**Try it**
Return copies of the lines below that mention "hair".

**Records supplied**
----
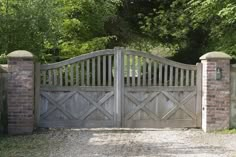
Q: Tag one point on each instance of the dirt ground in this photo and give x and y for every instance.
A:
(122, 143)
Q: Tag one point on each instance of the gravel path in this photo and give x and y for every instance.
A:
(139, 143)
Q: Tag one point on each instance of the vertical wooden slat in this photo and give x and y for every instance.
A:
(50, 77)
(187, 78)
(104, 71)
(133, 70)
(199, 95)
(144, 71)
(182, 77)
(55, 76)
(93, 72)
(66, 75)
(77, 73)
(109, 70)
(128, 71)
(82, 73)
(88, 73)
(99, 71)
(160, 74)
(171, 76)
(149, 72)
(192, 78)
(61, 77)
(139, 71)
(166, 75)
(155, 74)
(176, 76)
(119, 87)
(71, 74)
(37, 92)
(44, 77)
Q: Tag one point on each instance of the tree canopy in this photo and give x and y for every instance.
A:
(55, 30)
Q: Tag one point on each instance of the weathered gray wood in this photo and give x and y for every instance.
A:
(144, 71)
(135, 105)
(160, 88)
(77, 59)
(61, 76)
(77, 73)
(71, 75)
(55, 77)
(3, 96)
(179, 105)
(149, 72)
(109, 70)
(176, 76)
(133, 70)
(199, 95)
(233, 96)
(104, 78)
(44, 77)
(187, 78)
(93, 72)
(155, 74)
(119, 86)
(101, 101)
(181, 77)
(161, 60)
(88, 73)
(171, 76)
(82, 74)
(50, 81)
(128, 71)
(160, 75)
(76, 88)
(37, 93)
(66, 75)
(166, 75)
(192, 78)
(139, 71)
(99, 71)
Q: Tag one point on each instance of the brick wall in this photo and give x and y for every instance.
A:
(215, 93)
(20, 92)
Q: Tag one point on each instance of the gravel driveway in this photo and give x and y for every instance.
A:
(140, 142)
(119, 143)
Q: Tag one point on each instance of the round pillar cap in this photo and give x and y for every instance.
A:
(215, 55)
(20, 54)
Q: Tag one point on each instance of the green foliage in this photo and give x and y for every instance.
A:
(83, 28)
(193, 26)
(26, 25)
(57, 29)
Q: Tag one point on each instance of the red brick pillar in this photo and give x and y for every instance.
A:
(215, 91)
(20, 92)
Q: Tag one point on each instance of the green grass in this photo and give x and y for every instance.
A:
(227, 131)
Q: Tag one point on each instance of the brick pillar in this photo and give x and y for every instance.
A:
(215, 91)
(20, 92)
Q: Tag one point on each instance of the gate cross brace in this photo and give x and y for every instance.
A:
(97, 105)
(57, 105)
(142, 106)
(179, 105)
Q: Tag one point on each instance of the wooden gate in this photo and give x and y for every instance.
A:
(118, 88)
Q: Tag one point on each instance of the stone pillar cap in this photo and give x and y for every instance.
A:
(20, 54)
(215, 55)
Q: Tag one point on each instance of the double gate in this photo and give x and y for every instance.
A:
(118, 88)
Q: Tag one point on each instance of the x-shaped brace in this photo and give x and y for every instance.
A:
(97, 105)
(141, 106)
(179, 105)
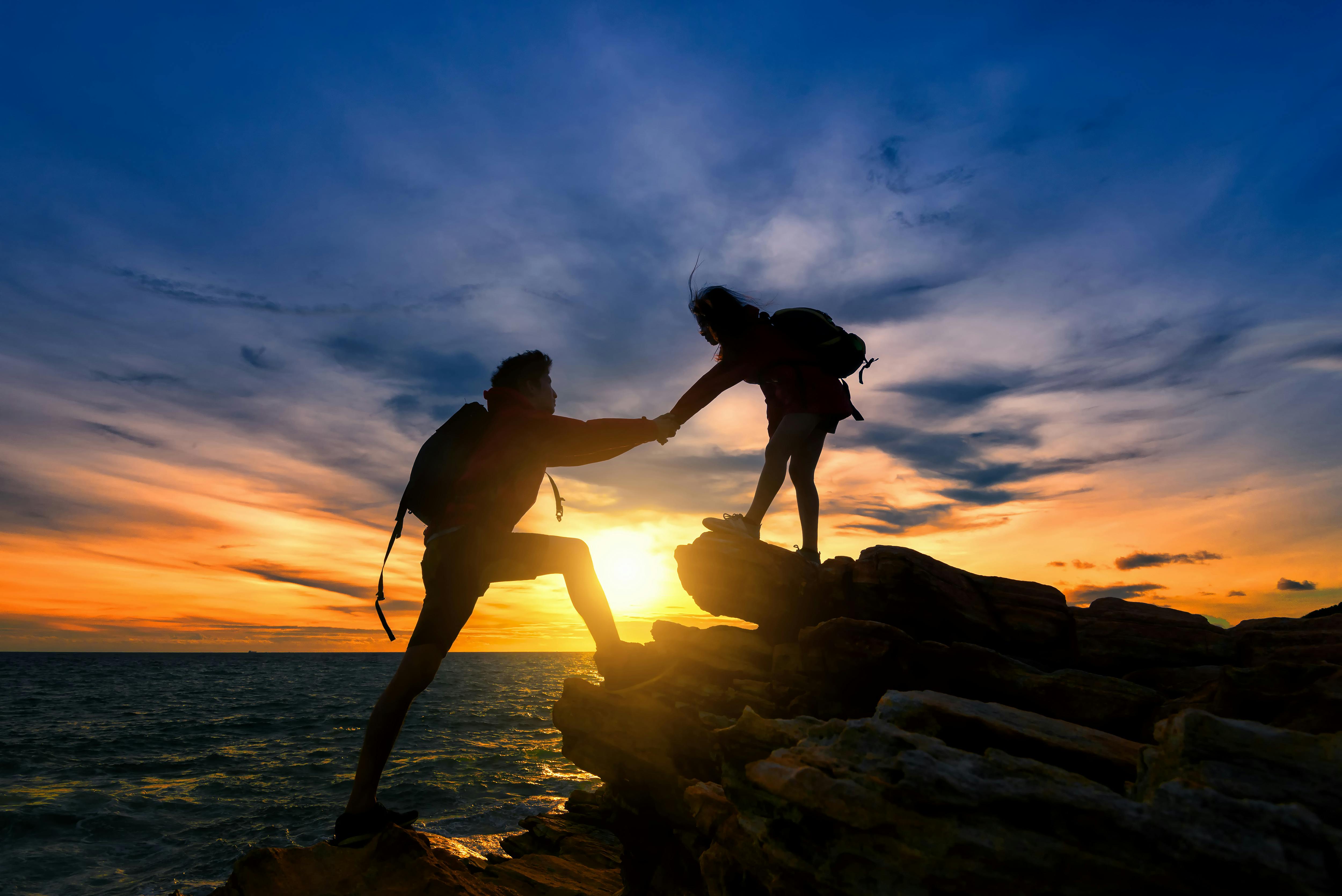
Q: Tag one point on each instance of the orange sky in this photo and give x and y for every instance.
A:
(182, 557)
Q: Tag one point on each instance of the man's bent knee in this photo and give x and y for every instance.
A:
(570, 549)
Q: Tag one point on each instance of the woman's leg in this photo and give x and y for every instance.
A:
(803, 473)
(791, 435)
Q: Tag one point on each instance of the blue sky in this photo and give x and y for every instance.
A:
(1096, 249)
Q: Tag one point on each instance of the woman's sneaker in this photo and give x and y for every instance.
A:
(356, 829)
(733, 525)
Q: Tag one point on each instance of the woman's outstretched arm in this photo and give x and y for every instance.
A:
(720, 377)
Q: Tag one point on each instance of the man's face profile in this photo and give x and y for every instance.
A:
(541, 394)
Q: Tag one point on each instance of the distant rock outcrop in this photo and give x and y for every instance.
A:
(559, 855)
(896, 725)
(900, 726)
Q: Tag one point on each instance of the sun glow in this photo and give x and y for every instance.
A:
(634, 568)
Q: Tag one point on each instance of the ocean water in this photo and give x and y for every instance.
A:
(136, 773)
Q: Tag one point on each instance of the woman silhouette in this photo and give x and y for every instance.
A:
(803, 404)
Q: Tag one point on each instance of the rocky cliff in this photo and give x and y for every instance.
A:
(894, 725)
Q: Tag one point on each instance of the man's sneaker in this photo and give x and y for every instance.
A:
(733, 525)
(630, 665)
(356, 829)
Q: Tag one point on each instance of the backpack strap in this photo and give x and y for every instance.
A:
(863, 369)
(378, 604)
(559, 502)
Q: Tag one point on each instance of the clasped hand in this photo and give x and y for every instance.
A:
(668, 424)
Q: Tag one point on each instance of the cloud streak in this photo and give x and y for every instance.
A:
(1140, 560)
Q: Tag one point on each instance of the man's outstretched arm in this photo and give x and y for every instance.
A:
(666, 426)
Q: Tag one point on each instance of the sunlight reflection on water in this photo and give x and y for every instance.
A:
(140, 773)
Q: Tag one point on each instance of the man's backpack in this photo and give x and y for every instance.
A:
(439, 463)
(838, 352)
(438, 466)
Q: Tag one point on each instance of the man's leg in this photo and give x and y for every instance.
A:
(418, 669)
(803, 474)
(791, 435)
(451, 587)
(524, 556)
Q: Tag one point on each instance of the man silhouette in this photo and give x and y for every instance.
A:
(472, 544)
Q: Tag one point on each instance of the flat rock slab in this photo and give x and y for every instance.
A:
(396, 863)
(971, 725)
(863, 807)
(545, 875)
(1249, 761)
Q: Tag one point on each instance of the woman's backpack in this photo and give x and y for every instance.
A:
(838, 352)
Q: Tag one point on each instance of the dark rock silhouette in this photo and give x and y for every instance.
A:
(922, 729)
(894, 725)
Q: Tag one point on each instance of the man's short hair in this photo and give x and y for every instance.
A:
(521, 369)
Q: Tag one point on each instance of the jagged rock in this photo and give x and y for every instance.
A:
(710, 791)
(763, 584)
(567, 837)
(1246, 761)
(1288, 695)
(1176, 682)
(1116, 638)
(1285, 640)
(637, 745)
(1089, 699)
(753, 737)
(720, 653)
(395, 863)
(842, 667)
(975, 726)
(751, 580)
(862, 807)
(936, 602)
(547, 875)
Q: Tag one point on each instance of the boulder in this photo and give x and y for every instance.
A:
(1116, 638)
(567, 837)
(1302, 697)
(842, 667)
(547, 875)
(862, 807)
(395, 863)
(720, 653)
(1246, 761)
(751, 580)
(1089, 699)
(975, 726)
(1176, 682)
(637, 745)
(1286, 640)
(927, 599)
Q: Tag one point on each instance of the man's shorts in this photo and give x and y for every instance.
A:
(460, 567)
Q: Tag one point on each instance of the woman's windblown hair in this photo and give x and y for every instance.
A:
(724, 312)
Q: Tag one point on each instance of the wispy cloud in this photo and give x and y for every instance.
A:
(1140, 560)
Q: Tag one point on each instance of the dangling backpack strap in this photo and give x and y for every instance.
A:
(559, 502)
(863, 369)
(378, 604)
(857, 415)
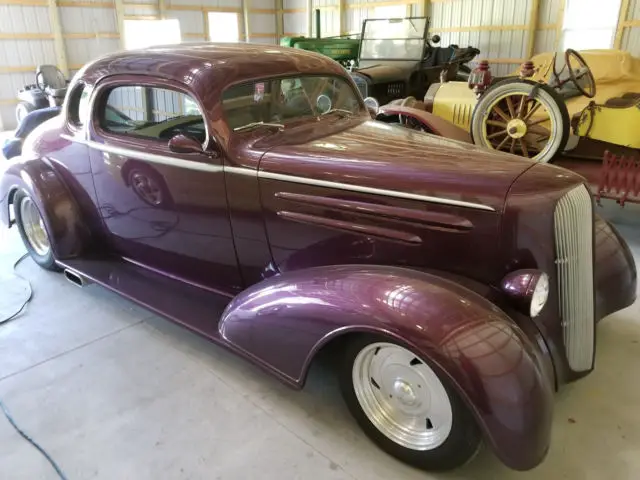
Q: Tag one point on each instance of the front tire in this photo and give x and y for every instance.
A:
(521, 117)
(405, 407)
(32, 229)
----
**Response for this exercise**
Q: Tag one point on each instance of the man's short hair in this photo and give x and y for every instance.
Q: Tag one point on each instance of the woman's windblown hair in this photo and give x and y for every instance.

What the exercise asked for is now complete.